Pointing and labeling entries:

start

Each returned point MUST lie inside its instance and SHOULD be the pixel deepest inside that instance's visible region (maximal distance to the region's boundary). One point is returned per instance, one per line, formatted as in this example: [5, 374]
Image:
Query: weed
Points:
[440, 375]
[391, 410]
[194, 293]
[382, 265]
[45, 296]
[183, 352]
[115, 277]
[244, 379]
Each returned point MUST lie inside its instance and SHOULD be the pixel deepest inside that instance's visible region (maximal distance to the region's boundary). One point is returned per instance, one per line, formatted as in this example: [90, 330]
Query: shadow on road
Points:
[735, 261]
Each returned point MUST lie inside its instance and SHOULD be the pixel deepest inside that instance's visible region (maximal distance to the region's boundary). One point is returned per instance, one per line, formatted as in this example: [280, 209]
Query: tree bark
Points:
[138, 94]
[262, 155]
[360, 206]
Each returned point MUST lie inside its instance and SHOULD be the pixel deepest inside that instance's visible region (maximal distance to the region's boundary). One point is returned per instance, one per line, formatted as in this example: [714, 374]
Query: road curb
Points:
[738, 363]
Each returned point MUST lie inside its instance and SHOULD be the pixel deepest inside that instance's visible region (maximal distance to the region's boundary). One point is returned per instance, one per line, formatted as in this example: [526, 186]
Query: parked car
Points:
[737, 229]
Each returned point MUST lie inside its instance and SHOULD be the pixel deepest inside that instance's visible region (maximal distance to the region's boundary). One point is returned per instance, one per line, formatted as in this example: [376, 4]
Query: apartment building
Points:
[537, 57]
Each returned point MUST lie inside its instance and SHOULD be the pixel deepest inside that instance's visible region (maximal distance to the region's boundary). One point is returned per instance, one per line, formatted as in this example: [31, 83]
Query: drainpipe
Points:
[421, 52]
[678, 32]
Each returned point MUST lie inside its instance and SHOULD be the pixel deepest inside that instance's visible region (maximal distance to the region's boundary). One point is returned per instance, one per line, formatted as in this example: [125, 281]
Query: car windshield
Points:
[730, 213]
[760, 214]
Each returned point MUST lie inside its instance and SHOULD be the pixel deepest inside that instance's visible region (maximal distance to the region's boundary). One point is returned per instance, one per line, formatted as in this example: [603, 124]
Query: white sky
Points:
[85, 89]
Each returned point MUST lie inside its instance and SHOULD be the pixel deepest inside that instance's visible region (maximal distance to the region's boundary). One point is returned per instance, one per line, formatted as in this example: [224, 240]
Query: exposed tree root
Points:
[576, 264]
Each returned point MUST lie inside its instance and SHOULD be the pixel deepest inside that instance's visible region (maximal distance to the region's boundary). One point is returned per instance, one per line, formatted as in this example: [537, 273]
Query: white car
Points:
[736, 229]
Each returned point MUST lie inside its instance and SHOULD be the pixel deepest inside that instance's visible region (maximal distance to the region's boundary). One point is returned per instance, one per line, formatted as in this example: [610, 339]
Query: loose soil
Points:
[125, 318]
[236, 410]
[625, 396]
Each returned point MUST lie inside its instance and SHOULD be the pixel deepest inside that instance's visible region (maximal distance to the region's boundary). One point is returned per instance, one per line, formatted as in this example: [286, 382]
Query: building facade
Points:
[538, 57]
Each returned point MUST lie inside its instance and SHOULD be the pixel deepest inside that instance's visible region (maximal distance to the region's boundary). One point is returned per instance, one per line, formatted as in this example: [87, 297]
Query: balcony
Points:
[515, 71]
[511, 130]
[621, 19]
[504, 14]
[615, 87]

end

Set problem
Extract each entry in full and write it down exactly.

Correct output
Each returned point MUST lie inside its instance and SHOULD be the pixel deepest inside that instance's visible region (maximal distance to the region's boundary). One point is returned per instance, one per line, formatted as in this example: [5, 374]
Image:
Query: weed
Points:
[440, 375]
[391, 410]
[194, 293]
[382, 265]
[45, 296]
[183, 352]
[115, 277]
[244, 379]
Each returned point MUST lie inside its instance and SHOULD be the pixel deepest inside that instance's visible region (maximal distance to the region's boundary). One point is returned per instance, one per line, formatted as in this example: [90, 330]
Query: shadow on road
Points:
[735, 261]
Each returned point MUST lie inside its instance and SHOULD be the pixel deepest inside that instance's visible region (maximal distance to the region's boundary). One point is returned per instance, one per line, formatted as in this example: [280, 209]
Query: tree bark
Points:
[138, 94]
[262, 155]
[360, 206]
Each returned point MUST lie inside its instance and SHOULD be the pixel deepest inside that instance's visible region (maximal distance to the region's boundary). One point is returned per instance, one per line, formatted as in this example: [714, 374]
Query: road curb
Points:
[738, 363]
Each returned point MUST lie inside its instance and SHOULD be the pixel deepest inside that instance's visible region (maximal distance to the region's boundary). One point is returned per instance, one per line, formatted as in this example: [526, 186]
Query: parked car
Points:
[737, 229]
Each returned point MUST lie inside its instance and SHOULD be the pixel deepest inside that instance's visible region (maximal distance to the region's boundary). One point is returned per instance, one per line, formatted as in this example: [376, 4]
Query: apartment building
Points:
[537, 57]
Each returned point MUST lie inside its instance and SHOULD be the pixel deepest inside that instance's visible region (maximal distance to the region's boundary). One point is returned per instance, one per line, formatted as in this example: [31, 83]
Query: drainpipe
Points:
[421, 52]
[678, 32]
Each returned point MUST lie inside its instance and SHOULD be the pixel deepest inside that instance's visible region (maximal distance to the region's boundary). One point is returned per instance, one per line, formatted as in this example: [125, 281]
Query: car windshield
Points:
[730, 213]
[760, 214]
Each returned point MUST lie inside its instance and SHOULD be the pixel deepest inside that instance's visible region (maximal distance to the region's boundary). One point is returned per instance, one per line, formatted as in this example: [603, 124]
Query: white sky
Points:
[85, 89]
Each returned point MUST lie inside its instance and SHOULD be the pixel deepest inside that instance's visible region (maximal distance to the region's boundary). One point is returned per instance, one per line, formatted as in this example: [224, 240]
Query: exposed tree root
Points:
[576, 264]
Each returned point MUST lie inside its instance and SHOULD be the pixel deepest inside that instance's visible region (maximal distance to the region's boundary). One point is returned per instance, one per line, formatted as in this example: [537, 273]
Query: white car
Points:
[736, 229]
Each returned point MUST lie inside its instance and SHOULD be the pixel deepest inside that instance's visible region (maximal distance to the region's boundary). One point is returned per instance, one per line, formatted as in this example: [610, 339]
Query: loose soil
Points:
[125, 318]
[236, 410]
[625, 396]
Each returned point MUST lie inside its instance and SHOULD be the pixel deepest inside that instance's visible region (maximal distance to the region's boundary). One point is returned per instance, one per line, formatted as in this example: [286, 382]
Query: building facade
Points:
[538, 57]
Each returned point MUST lie inside its instance and SHOULD be the pixel deepest inside that instance's visible region (maximal distance to the region's boundary). One point is returned per instance, one per line, formatted as in this example: [87, 297]
Query: balcony
Points:
[515, 71]
[511, 130]
[621, 19]
[504, 14]
[615, 87]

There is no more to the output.